Business Negotiations

Effective business negotiation is a core leadership and management skill. This is the ability to negotiate effectively in a wide range of business contexts, including dealmaking, employment discussions, corporate team building, labor/management talks, contracts, handling disputes, employee compensation, business acquisitions, vendor pricing and sales, real estate leases, and the fulfillment of contract obligations. Business negotiation is critical to be creative in any negotiation in a business setting. Business negotiation strategies include breaking the problem into smaller parts, considering unusual deal terms, and having your side brainstorm new ideas.

Leveraging the contrast effect is also a powerful tool in negotiations. You might ask for more than you realistically expect, accept rejection, and then shade your offer downward. Your counterpart is likely to find a reasonable offer even more appealing after rejecting an offer that’s out of the question. Additionally, offering several equivalent offers that aim higher than your counterpart is likely to accept will elicit reactions that can help you frame a subsequent set that, thanks in part to the contrast effect, are more likely to hit the mark.

[Records from a data collection]

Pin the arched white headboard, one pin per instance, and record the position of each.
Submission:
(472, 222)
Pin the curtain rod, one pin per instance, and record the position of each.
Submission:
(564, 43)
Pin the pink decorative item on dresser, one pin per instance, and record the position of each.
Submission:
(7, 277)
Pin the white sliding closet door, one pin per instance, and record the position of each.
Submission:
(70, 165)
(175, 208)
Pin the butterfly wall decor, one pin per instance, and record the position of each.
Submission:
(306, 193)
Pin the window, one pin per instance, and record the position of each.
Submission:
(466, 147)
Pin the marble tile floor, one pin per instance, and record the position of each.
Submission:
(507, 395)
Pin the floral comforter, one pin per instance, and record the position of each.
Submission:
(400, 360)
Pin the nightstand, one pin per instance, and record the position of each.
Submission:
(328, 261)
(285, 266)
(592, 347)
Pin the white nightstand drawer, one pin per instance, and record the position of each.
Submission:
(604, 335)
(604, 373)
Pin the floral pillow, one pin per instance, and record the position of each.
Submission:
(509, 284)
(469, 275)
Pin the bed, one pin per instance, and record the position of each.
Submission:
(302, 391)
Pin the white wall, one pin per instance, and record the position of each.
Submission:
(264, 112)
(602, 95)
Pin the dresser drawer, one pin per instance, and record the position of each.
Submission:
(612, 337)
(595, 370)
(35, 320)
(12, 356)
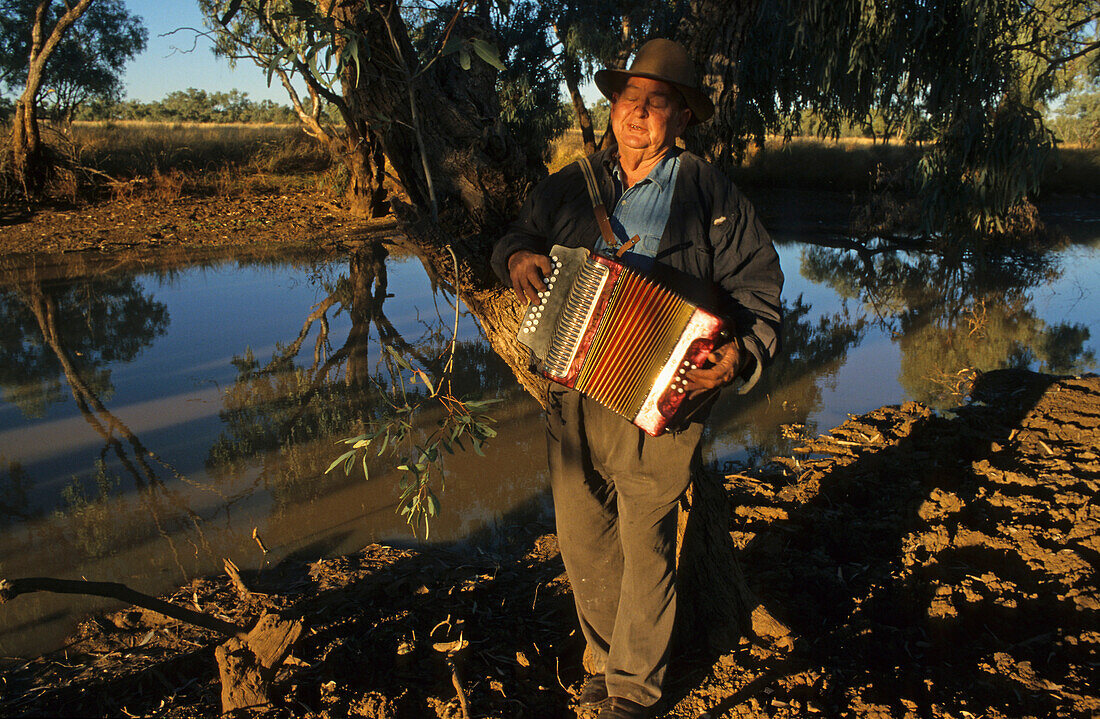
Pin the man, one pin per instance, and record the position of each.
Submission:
(615, 488)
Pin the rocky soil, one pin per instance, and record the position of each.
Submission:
(927, 565)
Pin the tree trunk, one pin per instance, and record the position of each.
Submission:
(717, 600)
(572, 73)
(463, 178)
(26, 147)
(25, 143)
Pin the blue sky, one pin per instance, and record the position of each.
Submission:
(183, 59)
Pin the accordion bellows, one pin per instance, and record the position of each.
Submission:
(617, 336)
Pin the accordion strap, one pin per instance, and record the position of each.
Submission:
(597, 202)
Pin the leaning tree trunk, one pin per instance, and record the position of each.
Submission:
(462, 175)
(25, 142)
(463, 178)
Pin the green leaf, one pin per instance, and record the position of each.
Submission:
(482, 402)
(340, 458)
(452, 45)
(303, 9)
(486, 52)
(233, 7)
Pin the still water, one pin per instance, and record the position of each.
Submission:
(155, 418)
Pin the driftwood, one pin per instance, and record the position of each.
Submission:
(248, 661)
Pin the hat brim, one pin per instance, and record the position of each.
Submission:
(612, 81)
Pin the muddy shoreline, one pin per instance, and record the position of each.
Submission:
(928, 565)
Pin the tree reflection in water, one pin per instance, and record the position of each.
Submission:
(284, 416)
(955, 318)
(54, 328)
(790, 391)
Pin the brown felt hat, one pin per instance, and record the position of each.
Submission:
(666, 61)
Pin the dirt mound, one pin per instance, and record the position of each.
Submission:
(928, 565)
(931, 566)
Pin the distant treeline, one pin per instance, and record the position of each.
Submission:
(190, 106)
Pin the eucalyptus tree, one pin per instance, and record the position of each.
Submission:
(976, 72)
(70, 51)
(420, 87)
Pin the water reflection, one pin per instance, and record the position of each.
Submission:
(955, 317)
(142, 450)
(127, 511)
(791, 391)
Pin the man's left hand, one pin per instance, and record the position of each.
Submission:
(725, 363)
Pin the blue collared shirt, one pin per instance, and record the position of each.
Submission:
(644, 209)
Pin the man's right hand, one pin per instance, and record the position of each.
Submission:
(528, 272)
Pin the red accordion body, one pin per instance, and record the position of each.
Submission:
(618, 336)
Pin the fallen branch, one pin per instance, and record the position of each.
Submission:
(12, 588)
(248, 661)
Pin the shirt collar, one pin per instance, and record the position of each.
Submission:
(661, 175)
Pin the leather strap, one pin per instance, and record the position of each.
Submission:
(597, 203)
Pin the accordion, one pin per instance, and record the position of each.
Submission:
(618, 336)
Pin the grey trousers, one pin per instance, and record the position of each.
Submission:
(616, 493)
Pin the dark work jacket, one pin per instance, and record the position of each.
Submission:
(713, 234)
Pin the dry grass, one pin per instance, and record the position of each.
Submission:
(1075, 170)
(138, 148)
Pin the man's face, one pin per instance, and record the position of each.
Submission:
(648, 114)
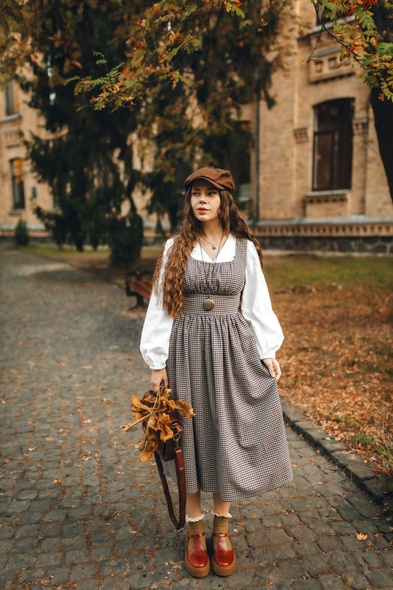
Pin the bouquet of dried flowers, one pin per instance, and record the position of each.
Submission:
(156, 411)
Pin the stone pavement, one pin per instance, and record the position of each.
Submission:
(79, 510)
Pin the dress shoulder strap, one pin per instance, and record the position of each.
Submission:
(241, 253)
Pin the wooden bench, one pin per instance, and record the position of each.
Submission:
(139, 284)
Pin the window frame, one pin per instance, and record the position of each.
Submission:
(341, 147)
(17, 185)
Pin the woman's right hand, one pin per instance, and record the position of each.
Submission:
(159, 376)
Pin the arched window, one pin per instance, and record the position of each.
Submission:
(11, 106)
(332, 157)
(18, 190)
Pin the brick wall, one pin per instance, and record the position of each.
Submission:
(286, 134)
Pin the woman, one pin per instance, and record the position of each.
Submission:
(210, 335)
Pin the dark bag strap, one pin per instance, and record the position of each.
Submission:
(181, 483)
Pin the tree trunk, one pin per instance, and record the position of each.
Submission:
(383, 117)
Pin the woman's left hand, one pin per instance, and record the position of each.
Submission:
(274, 367)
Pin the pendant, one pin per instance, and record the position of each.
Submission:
(208, 304)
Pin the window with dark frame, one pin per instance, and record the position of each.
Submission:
(332, 152)
(18, 189)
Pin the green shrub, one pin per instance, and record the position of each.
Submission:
(21, 234)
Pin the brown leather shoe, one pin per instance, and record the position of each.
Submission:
(196, 560)
(224, 559)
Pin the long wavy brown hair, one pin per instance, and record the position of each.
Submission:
(189, 233)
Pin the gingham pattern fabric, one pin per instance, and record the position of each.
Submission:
(236, 443)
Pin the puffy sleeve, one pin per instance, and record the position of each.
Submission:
(157, 326)
(257, 308)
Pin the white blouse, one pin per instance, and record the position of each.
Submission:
(256, 308)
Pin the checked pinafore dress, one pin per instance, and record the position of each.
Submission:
(236, 443)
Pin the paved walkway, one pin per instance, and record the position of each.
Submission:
(79, 510)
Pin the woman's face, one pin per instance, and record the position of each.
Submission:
(205, 201)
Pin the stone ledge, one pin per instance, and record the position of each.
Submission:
(338, 452)
(320, 228)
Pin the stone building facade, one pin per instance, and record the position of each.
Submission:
(321, 179)
(18, 185)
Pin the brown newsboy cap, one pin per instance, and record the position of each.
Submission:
(221, 179)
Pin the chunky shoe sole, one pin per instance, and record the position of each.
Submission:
(223, 570)
(197, 572)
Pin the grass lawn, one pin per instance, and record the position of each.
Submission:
(337, 359)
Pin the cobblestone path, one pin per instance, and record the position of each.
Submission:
(79, 510)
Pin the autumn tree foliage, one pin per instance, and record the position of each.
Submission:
(364, 29)
(85, 156)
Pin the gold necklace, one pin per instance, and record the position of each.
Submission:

What is asked:
Which three business negotiation strategies does the business negotiations text list? These rows are not needed here.

Reply to the exercise:
Breaking the problem into smaller parts, considering unusual deal terms, and having your side brainstorm new ideas.